__About this task__:
From the listing below, count the lines that contain the string "Spot", then state only that number.

__Material for the task__:
■ ■ ■ ■ ■

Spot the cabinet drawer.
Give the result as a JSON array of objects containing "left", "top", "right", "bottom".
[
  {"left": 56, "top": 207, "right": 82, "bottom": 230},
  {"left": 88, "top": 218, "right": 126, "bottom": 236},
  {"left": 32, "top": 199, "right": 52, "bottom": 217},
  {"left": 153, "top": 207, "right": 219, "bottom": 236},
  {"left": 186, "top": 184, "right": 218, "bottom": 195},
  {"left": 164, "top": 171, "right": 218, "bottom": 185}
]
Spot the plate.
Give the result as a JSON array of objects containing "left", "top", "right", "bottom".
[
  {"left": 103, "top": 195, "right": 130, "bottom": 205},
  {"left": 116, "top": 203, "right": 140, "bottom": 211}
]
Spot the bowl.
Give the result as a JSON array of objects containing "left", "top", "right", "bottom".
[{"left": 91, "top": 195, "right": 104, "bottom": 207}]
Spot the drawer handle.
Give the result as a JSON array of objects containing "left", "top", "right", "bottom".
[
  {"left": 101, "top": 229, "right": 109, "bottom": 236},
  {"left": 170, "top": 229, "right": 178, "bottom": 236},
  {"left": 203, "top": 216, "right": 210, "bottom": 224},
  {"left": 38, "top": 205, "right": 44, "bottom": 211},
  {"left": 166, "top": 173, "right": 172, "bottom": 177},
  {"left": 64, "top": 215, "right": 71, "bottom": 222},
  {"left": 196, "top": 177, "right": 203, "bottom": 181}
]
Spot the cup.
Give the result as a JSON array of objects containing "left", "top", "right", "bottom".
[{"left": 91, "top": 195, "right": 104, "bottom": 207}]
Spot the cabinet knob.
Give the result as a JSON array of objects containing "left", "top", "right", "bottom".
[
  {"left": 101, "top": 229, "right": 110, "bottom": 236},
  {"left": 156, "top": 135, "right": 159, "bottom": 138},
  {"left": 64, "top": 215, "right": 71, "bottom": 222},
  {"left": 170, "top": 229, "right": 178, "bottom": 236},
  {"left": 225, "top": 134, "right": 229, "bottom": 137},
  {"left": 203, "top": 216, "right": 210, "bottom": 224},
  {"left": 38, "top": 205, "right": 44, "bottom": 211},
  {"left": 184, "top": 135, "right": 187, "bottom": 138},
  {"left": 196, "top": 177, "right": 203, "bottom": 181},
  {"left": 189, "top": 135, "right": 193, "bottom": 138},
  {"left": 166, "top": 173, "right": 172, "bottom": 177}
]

■ ■ ■ ■ ■

__Answer section__:
6